• [Work required]: Reproduce the full short-read sequencing benchmarking text below word for word, from its first line through its final sentence.

• [Document text]:
....
Short-Read Sequencing Benchmarking with Donor-Specific Assemblies
Short-Read Sequencing Benchmarking with Donor-Specific Assemblies
McGee, S. R.; Smith, J. D.; Frazar, C. D.; Ryke, E.; Vollger, M. R.; Kwon, Y.; Bennett, J. T.; Eichler, E. E.; Stergachis, A.; Wei, C.-L.
AbstractBackground High-throughput short-read sequencing has become a core technology for genomics, but the rapid expansion of available platforms has made it increasingly important to benchmark them under standardized conditions. A major challenge is that conventional reference-based comparisons confound true sequencing errors with inherited variation and reference bias, making it difficult to isolate platform-intrinsic performance. Results We benchmarked nine short-read chemistries across seven DNA sequencers using two highly characterized benchmark samples, HG002 and COLO829BL, together with donor-specific assemblies to measure sequencing errors against sample-matched genomic references. This strategy separated authentic platform errors from biological divergence and revealed substantial differences in substitution, indel, read-position, and sequence-context error profiles. Element AVITI UltraQ and Roche SBX-D showed the lowest substitution error rates, whereas Ultima and Roche chemistries exhibited the strongest indel-associated biases. We also found pronounced platform-specific effects in low-complexity regions and trinucleotide contexts, including homopolymer-associated errors and context-dependent substitution skews that are directly relevant to rare-variant detection. In addition, we show that donor-specific references are essential for unbiased base-quality recalibration because they minimize reference bias and more faithfully support cross-platform comparison and low-frequency variant-calling thresholds. Conclusions Donor-specific assembly-based benchmarking provides a robust framework for measuring true short-read sequencing errors and comparing platforms on a common, sample-matched basis. Our results establish a comprehensive reference for the community and show that authentic error profiles can guide platform selection, quality filtering, and improved detection of rare somatic variation.
....
• [Data listing]:
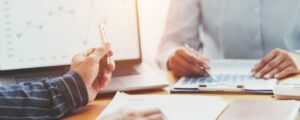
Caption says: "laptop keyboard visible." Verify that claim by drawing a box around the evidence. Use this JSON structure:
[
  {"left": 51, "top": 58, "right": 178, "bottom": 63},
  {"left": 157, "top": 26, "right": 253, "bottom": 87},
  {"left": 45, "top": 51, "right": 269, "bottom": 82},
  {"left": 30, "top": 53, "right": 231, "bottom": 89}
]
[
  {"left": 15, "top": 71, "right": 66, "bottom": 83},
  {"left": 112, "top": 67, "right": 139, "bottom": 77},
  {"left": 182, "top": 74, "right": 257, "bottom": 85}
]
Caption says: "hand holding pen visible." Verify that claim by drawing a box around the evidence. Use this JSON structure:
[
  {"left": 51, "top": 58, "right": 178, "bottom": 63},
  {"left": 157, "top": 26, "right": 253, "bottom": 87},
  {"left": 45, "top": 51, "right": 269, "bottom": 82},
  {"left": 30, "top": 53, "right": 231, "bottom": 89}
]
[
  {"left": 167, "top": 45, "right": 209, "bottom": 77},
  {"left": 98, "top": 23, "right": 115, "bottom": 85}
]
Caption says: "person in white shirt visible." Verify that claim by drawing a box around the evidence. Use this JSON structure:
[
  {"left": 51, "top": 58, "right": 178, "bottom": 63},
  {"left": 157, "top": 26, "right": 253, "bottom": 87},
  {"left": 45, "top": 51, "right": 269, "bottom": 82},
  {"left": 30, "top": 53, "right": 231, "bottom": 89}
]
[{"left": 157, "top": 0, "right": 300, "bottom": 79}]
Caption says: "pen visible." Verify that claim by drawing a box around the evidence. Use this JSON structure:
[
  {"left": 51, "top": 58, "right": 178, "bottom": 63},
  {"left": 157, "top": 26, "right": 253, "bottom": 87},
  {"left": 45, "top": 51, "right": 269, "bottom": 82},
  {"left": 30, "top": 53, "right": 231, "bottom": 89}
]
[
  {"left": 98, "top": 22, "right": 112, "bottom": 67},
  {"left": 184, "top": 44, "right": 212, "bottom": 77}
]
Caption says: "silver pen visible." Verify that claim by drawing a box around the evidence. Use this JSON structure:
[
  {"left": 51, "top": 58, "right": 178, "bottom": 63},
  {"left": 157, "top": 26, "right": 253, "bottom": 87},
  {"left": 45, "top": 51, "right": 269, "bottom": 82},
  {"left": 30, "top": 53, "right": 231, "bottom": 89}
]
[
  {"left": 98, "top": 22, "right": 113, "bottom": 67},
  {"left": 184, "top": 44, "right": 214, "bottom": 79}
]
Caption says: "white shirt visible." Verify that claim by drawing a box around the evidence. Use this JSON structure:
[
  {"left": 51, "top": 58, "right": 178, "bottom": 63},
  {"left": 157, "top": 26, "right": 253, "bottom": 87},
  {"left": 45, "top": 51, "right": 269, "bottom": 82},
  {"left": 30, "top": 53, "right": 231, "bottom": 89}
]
....
• [Solution to this problem]:
Short-Read Sequencing Benchmarking with Donor-Specific Assemblies
Short-Read Sequencing Benchmarking with Donor-Specific Assemblies
McGee, S. R.; Smith, J. D.; Frazar, C. D.; Ryke, E.; Vollger, M. R.; Kwon, Y.; Bennett, J. T.; Eichler, E. E.; Stergachis, A.; Wei, C.-L.
AbstractBackground High-throughput short-read sequencing has become a core technology for genomics, but the rapid expansion of available platforms has made it increasingly important to benchmark them under standardized conditions. A major challenge is that conventional reference-based comparisons confound true sequencing errors with inherited variation and reference bias, making it difficult to isolate platform-intrinsic performance. Results We benchmarked nine short-read chemistries across seven DNA sequencers using two highly characterized benchmark samples, HG002 and COLO829BL, together with donor-specific assemblies to measure sequencing errors against sample-matched genomic references. This strategy separated authentic platform errors from biological divergence and revealed substantial differences in substitution, indel, read-position, and sequence-context error profiles. Element AVITI UltraQ and Roche SBX-D showed the lowest substitution error rates, whereas Ultima and Roche chemistries exhibited the strongest indel-associated biases. We also found pronounced platform-specific effects in low-complexity regions and trinucleotide contexts, including homopolymer-associated errors and context-dependent substitution skews that are directly relevant to rare-variant detection. In addition, we show that donor-specific references are essential for unbiased base-quality recalibration because they minimize reference bias and more faithfully support cross-platform comparison and low-frequency variant-calling thresholds. Conclusions Donor-specific assembly-based benchmarking provides a robust framework for measuring true short-read sequencing errors and comparing platforms on a common, sample-matched basis. Our results establish a comprehensive reference for the community and show that authentic error profiles can guide platform selection, quality filtering, and improved detection of rare somatic variation.